* EXERCISE DETAILS:
Please carry on the article about how software businesses make money, beginning right after its final sentence.

The gross margin is high#

Since users pay directly for the software/content/membership and can walk away at any time, the incentive alignment is clear: use subscription revenue to make a better offering, which helps drive more subscriptions, helps finance a better offering, and so on. Since digital content can be replicated infinitely, the gross margin and, therefore, cash flow of these kinds of businesses is high. To grow, the business has to expand its marketing funnel, increase conversion rates, keep a lid on the cost of content (e.g., revenue sharing with content creators), and decrease churn.

Subscription businesses are a buffet#

Most subscription businesses are a buffet- pay your subscription, and it’s all-you-can-eat. This has an inherent flaw; some people just eat a whole lot more than most. This is expensive to support, and the lighter users subsidize those who “abuse” the platform (by bringing down average usage). Therefore all subscription businesses eventually start charging per seat and find their way toward some form of metered billing (using some form of value metrics). Doing this too eagerly can have the perverse effect of punishing your most engaged users.

Fun fact: Marc Benioff is widely credited with inventing SaaS and ironically introduced it with the famous “No Software” campaign in 1999.

Marketplaces#

Marketplaces are the hardest software businesses to build, and therefore there are fewer of them than other kinds of businesses. However, once established, they exhibit gobsmacking double-sided network effects, which makes them very valuable (Bill Gurley describes marketplaces as creating “money out of nowhere”). Developers both use and work for marketplaces every day without realizing it; these range from Airbnb and Uber to Cameo and Udemy (see this list for more).

Marketplaces match buyer and seller, just like their offline counterparts. The marketplace assures both sides of:

  • Liquidity: buyers will be able to find what they want, sellers will be able to sell what they have, and both can do it faster than anywhere else
  • Quality: buyers are good customers whose checks don’t bounce, and sellers must not sell fake or defective products, or they get kicked off the platform.
Marketplaces

Buyer or seller pays money#

In exchange, it takes a fee from either the buyer, seller, or both. The fee typically is a percentage of the money that changes hands. This is called a take rate, and marketplaces want to grow the gross merchandise volume it is based on. Take rates range wildly based on platform power. For example, Gumroad charges 3.5% while Apple and Google’s app stores take 30%.

Additional ways to make money#

This model sounds simple, but there are a lot of ways to make additional revenue. For example, suppliers often pay certification or listing fees, or they could instead be paid to join. It also turns out that a marketplace’s site is prime ad space and that customers will pay for better service. So, as your marketplace progresses, the Hierarchy of Marketplaces, you can build both an entire advertising business AND an entire subscription business INSIDE a marketplace business, which is what Amazon has done.

* DATASET ENTRIES:
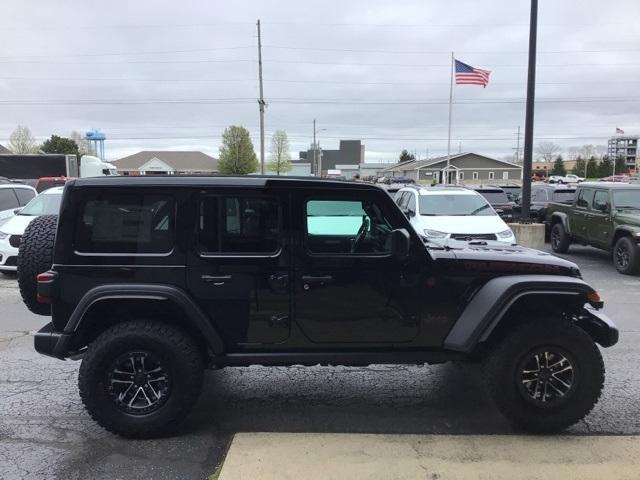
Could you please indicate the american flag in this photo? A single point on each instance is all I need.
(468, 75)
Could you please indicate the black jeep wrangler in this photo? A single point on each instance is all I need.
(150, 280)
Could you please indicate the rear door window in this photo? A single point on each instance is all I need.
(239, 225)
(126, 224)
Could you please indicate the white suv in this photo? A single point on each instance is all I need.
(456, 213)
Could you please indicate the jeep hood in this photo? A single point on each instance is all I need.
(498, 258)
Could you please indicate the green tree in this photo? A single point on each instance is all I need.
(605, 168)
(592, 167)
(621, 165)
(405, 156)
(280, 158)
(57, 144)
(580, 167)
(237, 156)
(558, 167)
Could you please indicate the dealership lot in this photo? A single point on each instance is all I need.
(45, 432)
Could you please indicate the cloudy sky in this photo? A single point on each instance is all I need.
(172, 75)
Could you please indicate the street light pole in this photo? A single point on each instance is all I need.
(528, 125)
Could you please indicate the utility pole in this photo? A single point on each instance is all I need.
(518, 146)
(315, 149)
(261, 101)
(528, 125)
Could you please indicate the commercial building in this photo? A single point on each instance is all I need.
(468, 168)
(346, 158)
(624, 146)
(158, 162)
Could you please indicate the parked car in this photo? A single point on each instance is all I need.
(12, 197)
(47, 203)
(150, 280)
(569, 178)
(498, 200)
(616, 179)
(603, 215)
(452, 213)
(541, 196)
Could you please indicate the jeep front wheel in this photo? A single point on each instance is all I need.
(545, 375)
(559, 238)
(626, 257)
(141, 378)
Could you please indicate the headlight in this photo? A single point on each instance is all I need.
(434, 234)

* TASK RESULT:
In a way, this is the business model to end all business models because you essentially now run your own economy.

Most platforms eventually add marketplaces, sometimes called App Stores.

Fun fact: Steve Jobs gave Marc Benioff the idea for Salesforce AppExchange, the first “App Store” in 2005.

Advantages#

Here are two final major advantages you need to know:

  • Marketplaces don’t own inventory since suppliers are the ones to bring their inventory to market. This makes them asset-light, which means they can scale enormously with little investment. Airbnb offers more room nights than any hotel chain in the world, without owning any hotels. Uber and Lyft transport more passengers than any taxi company without owning a car.
  • Large enough marketplaces drive both seller and buyer to optimize for each other. Buyers want high ratings (especially when buying repeat services), and sellers want great reviews. The slightest nuances of the platform- everything from picture dimensions to product offered- will be exploited to exactly meet the marketplace’s needs. This not only means that buyers and sellers are optimizing for each other for free, but it also makes starting a competitor marketplace extremely difficult since investments have been made and reputations gained. In other words, great marketplaces have positive virtuous cycles.

Marketplaces are hard to build#

These benefits aren’t free; marketplaces are hard to build for a few reasons:

  • Fakes and disputes: Marketplaces offer an implicit or explicit guarantee of quality, which means they need a way to handle what happens when things go wrong.

  • If goods are sold, you must handle the issue of fakes, lemons, and returns. This might not seem fun, but Zappos made a great return policy a competitive advantage.

  • If services are sold, you must handle a billion things that can go wrong when humans work for humans, and you’re not around to verify what actually happened. Airbnb had to roll out a million-dollar liability insurance program to reassure hosts, whereas Uber uses its rating system to keep drivers in line.

  • The art of maintaining marketplace quality is an entire discipline of its own. Underlying the entire discussion is the fundamental problem of how to create trust between strangers. The best place to learn more is through Lenny Rachitsky’s research.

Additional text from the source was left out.